Pick out each line of the material below that contains the word "yellow" and copy those lines in full, in the order they appear.

▶ [ENTRIES SHOWN]
┄┄┄┄┄┄┄┄┄┄┄┄┄┄┄┄┄┄┄┄
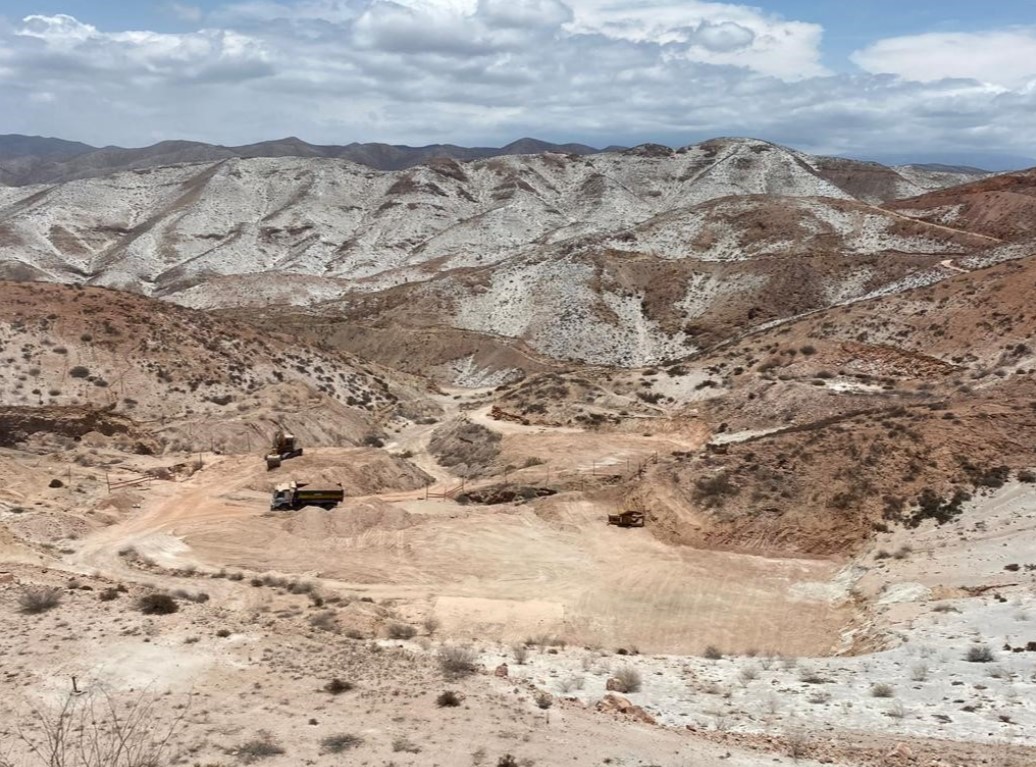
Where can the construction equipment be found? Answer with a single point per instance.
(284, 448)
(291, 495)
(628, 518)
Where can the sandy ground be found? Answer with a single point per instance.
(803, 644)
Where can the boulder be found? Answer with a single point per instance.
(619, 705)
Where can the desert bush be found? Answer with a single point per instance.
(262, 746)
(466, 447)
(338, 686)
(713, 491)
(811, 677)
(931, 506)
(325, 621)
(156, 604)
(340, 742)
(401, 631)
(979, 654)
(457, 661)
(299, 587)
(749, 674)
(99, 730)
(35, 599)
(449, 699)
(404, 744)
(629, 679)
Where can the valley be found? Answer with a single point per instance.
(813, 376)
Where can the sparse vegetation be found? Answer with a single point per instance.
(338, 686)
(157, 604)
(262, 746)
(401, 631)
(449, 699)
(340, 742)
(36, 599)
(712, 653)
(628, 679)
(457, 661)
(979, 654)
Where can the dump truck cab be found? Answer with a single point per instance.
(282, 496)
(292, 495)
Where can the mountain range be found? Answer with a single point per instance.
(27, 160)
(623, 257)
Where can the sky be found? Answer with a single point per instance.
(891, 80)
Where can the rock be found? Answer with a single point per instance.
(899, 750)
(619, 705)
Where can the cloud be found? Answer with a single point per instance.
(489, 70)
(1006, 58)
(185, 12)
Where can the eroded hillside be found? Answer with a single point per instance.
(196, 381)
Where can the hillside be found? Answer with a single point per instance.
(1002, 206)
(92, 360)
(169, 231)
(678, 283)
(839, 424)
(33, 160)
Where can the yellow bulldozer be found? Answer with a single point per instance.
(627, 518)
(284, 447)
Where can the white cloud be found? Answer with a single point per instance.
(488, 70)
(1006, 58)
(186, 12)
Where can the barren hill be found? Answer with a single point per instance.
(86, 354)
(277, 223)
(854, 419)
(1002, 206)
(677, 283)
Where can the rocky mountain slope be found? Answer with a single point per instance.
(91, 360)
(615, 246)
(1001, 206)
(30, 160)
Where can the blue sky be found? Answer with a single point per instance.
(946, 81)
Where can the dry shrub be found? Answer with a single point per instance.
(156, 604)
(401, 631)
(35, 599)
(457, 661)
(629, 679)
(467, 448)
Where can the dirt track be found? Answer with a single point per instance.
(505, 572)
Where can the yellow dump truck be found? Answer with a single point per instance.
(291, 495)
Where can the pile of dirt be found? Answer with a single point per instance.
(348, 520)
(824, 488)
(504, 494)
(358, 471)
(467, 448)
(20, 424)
┄┄┄┄┄┄┄┄┄┄┄┄┄┄┄┄┄┄┄┄
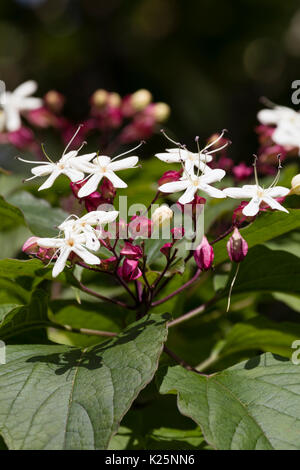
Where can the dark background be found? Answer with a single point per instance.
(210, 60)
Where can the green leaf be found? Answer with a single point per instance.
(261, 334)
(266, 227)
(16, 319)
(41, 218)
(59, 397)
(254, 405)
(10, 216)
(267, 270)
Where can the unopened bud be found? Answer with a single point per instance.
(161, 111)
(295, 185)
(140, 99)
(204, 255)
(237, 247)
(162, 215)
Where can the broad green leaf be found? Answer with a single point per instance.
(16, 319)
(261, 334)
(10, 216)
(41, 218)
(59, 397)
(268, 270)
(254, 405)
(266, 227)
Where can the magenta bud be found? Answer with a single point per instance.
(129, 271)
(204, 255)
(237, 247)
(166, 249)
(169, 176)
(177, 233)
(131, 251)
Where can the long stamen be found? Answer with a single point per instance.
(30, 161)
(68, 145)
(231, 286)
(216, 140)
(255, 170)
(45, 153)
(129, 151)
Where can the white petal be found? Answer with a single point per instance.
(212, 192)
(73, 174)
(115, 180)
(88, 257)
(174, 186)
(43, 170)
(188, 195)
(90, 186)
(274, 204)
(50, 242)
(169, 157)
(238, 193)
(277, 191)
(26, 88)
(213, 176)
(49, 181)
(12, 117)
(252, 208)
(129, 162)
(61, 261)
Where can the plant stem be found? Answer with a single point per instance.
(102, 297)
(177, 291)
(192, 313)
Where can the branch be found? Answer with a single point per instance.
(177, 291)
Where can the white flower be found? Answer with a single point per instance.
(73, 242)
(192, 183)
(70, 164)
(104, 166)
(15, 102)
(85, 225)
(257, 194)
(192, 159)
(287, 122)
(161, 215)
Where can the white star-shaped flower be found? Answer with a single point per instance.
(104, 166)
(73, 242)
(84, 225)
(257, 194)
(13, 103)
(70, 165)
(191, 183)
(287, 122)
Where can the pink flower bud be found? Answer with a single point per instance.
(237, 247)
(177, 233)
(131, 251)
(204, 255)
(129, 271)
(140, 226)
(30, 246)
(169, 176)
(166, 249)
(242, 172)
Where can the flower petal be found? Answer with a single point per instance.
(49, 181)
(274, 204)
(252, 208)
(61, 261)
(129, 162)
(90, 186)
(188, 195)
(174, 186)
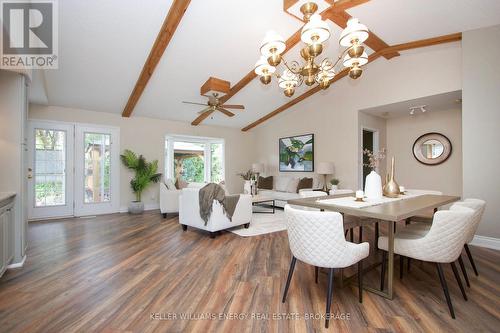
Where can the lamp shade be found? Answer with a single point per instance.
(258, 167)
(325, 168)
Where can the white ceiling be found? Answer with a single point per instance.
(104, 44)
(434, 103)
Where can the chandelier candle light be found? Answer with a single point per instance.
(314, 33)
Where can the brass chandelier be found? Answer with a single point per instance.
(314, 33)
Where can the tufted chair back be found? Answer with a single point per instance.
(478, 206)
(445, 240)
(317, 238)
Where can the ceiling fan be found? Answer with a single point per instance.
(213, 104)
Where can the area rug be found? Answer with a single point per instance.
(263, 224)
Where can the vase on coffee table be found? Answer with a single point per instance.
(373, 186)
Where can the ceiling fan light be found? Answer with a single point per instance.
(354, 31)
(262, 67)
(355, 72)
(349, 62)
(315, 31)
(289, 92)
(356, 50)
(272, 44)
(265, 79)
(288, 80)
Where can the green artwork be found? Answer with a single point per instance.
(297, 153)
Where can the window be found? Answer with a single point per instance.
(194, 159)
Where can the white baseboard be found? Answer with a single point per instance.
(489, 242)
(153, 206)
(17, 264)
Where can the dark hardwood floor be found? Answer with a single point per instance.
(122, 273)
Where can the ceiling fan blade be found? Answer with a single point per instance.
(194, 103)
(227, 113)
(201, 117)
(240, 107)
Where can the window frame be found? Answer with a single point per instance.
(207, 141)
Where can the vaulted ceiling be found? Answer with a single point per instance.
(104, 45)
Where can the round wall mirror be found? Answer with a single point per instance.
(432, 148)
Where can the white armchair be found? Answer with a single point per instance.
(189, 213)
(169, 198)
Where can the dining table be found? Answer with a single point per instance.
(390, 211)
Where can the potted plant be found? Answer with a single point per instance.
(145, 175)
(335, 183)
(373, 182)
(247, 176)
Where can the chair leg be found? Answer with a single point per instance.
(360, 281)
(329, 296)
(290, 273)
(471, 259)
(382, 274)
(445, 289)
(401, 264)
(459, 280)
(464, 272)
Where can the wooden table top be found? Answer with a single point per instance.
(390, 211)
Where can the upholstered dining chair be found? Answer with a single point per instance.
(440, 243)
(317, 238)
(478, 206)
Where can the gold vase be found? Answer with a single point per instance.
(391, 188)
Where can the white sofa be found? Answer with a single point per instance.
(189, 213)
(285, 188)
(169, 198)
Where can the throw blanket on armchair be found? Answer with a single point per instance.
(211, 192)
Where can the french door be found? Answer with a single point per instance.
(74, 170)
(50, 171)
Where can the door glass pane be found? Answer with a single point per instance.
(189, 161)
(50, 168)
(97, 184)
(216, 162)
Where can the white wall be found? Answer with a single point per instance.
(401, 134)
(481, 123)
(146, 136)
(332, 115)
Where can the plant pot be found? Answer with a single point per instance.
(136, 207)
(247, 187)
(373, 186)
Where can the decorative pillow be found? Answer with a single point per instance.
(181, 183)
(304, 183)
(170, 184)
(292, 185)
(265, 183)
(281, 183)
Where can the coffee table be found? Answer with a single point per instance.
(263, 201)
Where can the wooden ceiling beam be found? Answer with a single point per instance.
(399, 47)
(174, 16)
┄┄┄┄┄┄┄┄┄┄┄┄┄┄┄┄┄┄┄┄
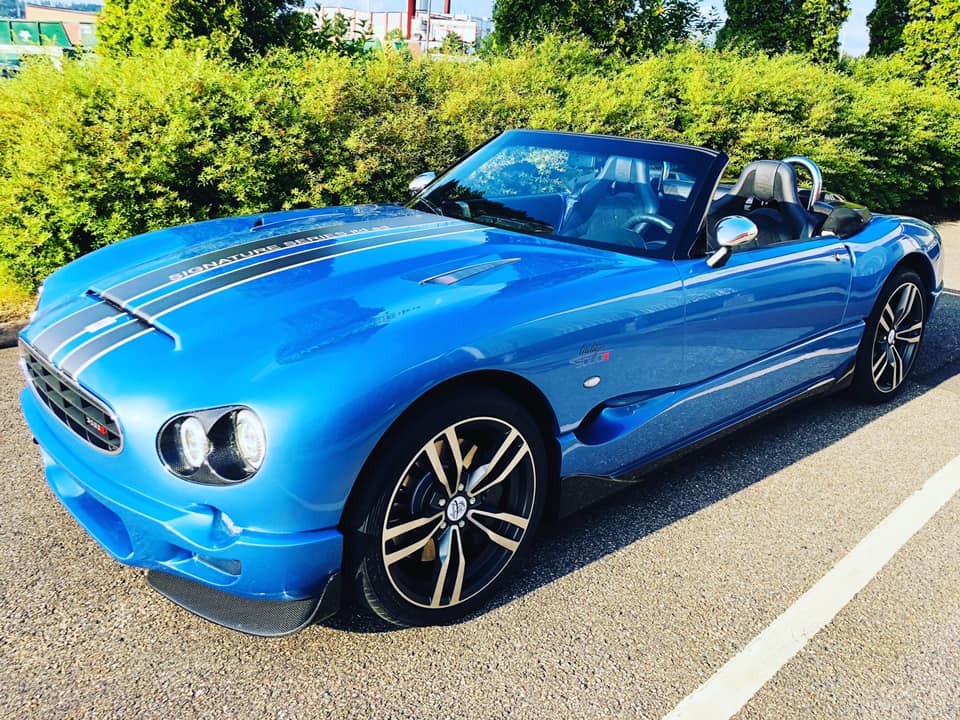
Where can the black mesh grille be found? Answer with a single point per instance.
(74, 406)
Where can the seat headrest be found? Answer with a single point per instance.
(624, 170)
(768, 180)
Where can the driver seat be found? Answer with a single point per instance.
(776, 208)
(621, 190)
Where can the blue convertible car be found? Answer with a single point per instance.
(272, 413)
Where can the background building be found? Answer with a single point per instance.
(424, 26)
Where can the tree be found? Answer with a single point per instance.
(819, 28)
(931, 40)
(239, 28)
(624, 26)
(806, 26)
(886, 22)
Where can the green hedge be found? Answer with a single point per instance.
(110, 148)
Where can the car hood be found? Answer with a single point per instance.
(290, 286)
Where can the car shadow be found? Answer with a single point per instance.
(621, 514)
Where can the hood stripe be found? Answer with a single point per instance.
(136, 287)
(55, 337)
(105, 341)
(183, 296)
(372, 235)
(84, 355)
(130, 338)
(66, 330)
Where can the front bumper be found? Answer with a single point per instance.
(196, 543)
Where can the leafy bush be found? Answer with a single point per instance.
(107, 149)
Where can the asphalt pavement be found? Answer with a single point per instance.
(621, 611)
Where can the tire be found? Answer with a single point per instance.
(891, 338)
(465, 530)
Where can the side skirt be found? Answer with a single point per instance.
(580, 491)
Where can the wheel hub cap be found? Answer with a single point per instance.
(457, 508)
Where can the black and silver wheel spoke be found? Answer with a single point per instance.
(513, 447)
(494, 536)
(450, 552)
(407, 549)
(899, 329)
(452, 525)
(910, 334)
┄┄┄┄┄┄┄┄┄┄┄┄┄┄┄┄┄┄┄┄
▶ [EXERCISE OUTPUT]
Where can the yellow bulldozer be found? Answer with a single point per instance.
Where can the yellow dump truck be found? Answer with a single point per instance.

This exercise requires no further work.